▸ **PASSAGE GIVEN**
▬▬▬▬▬▬

Course Hero, "The Wealth of Nations Study Guide," September 28, 2017, accessed July 22, 2018, https://www.coursehero.com/lit/The-Wealth-of-Nations/.
In the previous chapter, Smith described the various sorts of public expenditures. Running a country, he pointed out, is expensive, and while some costs can reasonably be offset by tolls and fees, others cannot. To balance the budget, the sovereign must either levy taxes or rent out state-owned lands. The latter, he admits, seems like an appealing way to raise money, but it is ultimately counterproductive, since the crown lands are poorly administered and economically unproductive compared to privately owned lands. The sovereign would make more money, he suggests, by simply selling the lands off, which would yield mortgage revenue in the short term and lead to a wealthier tax base in the long run.
On the topic of taxes, Smith has much more to say. He first lays out four basic principles of taxation. Taxes should be levied in proportion to the wealth or income of the subjects. They should be "certain and not arbitrary," meaning the taxpayer knows in advance how much will be demanded. They should be levied at a "convenient" time—at the time of year when the taxpayer is most likely to have funds to pay. Finally, they should be "so contrived as both to take out and to keep out of the pockets of the people as little as possible." In other words, taxes should be collected with as little waste or overhead as possible.
In the remainder of the chapter, Smith breaks down the various taxes levied in England and other countries. Three sections deal with taxes on the specific income types discussed in Book 1: taxes on rent, on profit, and on wages. In a fourth section, Smith considers those taxes—such as income tax and sales tax—that "fall indifferently," rather than being tied to one of the three income types. Much of the discussion here is descriptive, with Smith merely reporting rather than judging the various systems. He does, however, point out that some systems are more invasive and therefore oppressive than others. The hearth tax, for example, required a tax official to visit each home and count its fireplaces, a practice that rendered the tax "odious" to the people. Similarly, a tax on the wages of labor is "absurd and destructive" since it disproportionately affects the working poor. Taxes on the price of luxury goods are less oppressive, but they are also harder to collect, since they encourage smuggling. Ultimately, Smith declines to declare any one tax system the best. All have their flaws, even if some are clearly more flawed than others.
Like the previous chapter, Smith's advice here is largely noncommittal, although his Enlightenment emphasis on liberty, fairness, and transparency shines through in various ways—such as his insistence on not overtaxing the poor. More interesting, perhaps, is the huge variety of tax schemes Smith manages to unearth in his survey of English and European internal revenue policy. Some of the creatures in this "tax zoo" are still familiar in modern times. A "tax on wages," for example, is now generally known as a payroll tax, and a "tax on profit" is usually called a capital gains tax.

▬▬▬▬▬▬

▸ **GIVEN INFORMATION**
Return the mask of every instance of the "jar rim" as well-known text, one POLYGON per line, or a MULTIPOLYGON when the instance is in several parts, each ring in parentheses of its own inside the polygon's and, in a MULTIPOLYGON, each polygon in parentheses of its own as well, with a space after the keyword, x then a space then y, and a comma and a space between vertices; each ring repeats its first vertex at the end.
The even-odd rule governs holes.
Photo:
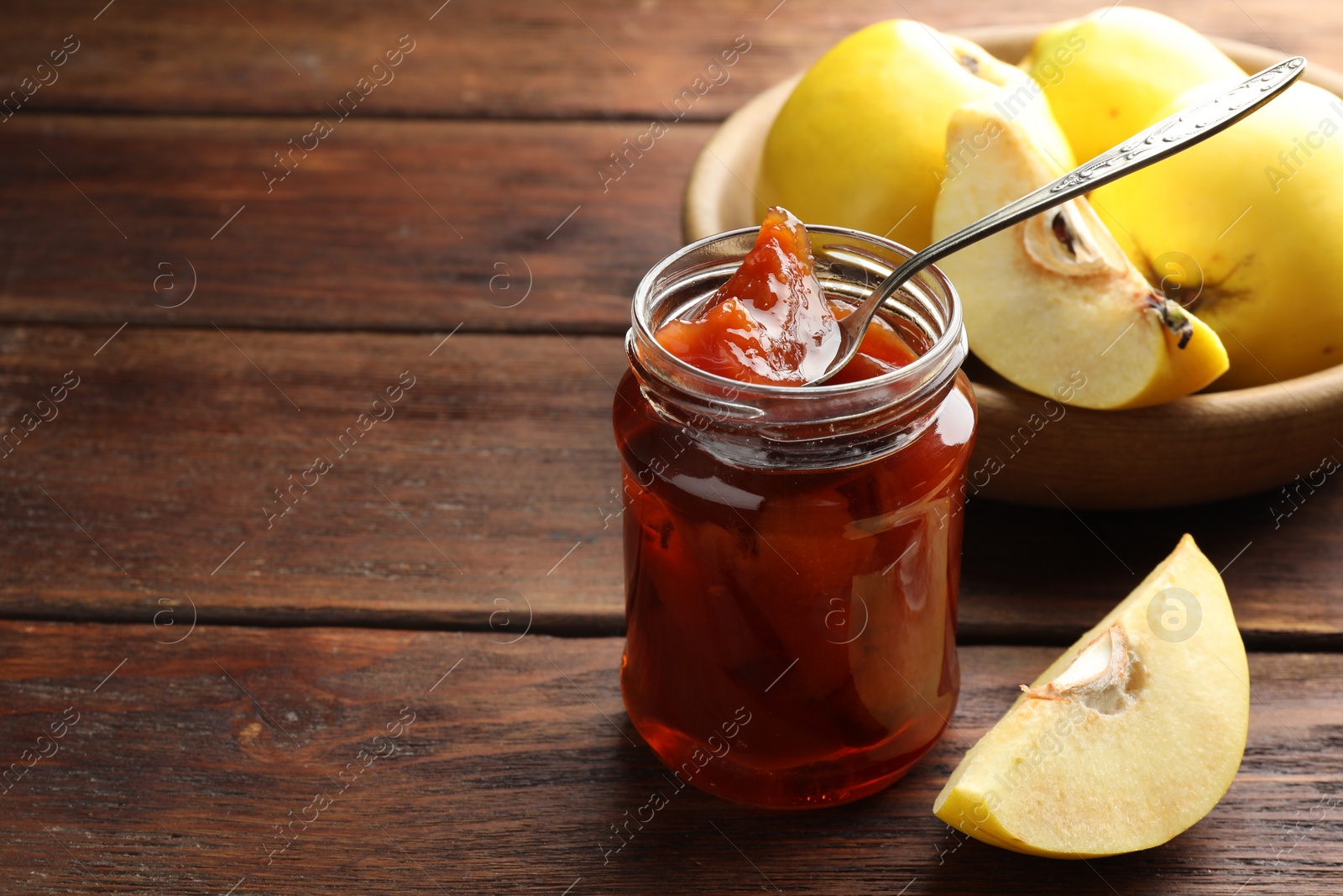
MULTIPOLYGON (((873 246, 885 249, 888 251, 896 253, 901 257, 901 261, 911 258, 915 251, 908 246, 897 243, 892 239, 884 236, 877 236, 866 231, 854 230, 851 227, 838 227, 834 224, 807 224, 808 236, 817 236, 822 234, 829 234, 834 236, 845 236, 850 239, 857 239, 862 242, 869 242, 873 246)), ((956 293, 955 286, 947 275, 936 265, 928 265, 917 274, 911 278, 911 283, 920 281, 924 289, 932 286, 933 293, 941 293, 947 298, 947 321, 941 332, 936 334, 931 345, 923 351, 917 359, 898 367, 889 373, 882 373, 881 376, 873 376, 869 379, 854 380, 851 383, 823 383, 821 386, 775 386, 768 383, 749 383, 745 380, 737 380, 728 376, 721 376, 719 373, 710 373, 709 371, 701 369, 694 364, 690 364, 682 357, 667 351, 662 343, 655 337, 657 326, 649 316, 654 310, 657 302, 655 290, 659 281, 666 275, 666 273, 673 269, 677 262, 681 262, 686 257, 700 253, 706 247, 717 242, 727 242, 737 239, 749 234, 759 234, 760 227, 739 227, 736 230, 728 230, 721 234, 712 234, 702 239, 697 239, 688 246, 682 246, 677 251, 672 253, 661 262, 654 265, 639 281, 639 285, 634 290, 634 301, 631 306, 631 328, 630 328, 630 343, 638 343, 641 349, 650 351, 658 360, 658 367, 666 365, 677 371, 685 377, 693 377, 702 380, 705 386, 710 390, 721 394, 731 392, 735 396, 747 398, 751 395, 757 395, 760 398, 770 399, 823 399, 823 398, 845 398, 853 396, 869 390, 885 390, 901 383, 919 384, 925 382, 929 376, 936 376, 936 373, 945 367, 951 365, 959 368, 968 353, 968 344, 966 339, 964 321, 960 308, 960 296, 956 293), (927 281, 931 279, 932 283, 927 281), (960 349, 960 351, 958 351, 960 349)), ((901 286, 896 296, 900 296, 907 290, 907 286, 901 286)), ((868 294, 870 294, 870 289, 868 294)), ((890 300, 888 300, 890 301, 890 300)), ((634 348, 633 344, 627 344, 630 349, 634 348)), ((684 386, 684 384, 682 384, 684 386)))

▬▬▬▬▬▬

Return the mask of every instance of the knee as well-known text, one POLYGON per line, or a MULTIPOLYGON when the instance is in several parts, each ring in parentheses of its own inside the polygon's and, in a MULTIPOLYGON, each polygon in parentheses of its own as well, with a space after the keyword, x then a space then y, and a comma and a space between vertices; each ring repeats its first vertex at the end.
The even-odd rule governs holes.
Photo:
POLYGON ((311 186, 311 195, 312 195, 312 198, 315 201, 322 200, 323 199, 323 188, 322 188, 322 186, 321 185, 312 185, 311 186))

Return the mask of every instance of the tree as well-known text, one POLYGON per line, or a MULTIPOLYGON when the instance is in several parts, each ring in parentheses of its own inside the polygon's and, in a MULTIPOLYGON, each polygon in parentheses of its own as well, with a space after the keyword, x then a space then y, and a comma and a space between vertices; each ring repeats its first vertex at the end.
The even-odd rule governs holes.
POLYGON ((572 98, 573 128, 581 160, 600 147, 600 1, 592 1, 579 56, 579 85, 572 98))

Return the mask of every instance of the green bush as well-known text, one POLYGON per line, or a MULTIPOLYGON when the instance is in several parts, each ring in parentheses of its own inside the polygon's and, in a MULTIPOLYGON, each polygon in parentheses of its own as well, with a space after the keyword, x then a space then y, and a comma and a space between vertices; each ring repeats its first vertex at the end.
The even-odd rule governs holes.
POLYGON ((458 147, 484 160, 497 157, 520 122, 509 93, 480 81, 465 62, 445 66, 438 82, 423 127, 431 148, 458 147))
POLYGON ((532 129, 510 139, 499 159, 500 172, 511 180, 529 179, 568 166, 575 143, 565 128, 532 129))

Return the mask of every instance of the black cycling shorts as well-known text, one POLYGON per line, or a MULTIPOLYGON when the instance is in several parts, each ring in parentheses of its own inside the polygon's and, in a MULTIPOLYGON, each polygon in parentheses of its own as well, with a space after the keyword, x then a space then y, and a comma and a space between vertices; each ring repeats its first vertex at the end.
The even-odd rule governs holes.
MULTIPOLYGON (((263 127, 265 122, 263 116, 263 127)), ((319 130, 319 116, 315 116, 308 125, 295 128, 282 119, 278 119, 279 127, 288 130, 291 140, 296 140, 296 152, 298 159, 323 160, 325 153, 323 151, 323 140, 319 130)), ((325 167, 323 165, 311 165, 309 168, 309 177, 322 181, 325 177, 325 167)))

▬▬▬▬▬▬

▸ **PROBLEMS AND TASKS**
[1] In the study guide excerpt, what did the hearth tax require a tax official to do?
[2] List the four basic principles of taxation that Smith lays out in the study guide excerpt.
[3] From the study guide excerpt, reproduce word for word the part that opens with the words containing "In the previous" and closes with "the long run.".
The rows come from a different source than the study guide excerpt.

▸ **EXPECTED RESULTS**
[1] Visit each home and count its fireplaces.

[2]
- Taxes should be levied in proportion to the wealth or income of the subjects.
- They should be "certain and not arbitrary," so the taxpayer knows in advance how much will be demanded.
- They should be levied at a "convenient" time, when the taxpayer is most likely to have funds to pay.
- They should be "so contrived as both to take out and to keep out of the pockets of the people as little as possible," meaning collected with as little waste or overhead as possible.

[3]
In the previous chapter, Smith described the various sorts of public expenditures. Running a country, he pointed out, is expensive, and while some costs can reasonably be offset by tolls and fees, others cannot. To balance the budget, the sovereign must either levy taxes or rent out state-owned lands. The latter, he admits, seems like an appealing way to raise money, but it is ultimately counterproductive, since the crown lands are poorly administered and economically unproductive compared to privately owned lands. The sovereign would make more money, he suggests, by simply selling the lands off, which would yield mortgage revenue in the short term and lead to a wealthier tax base in the long run.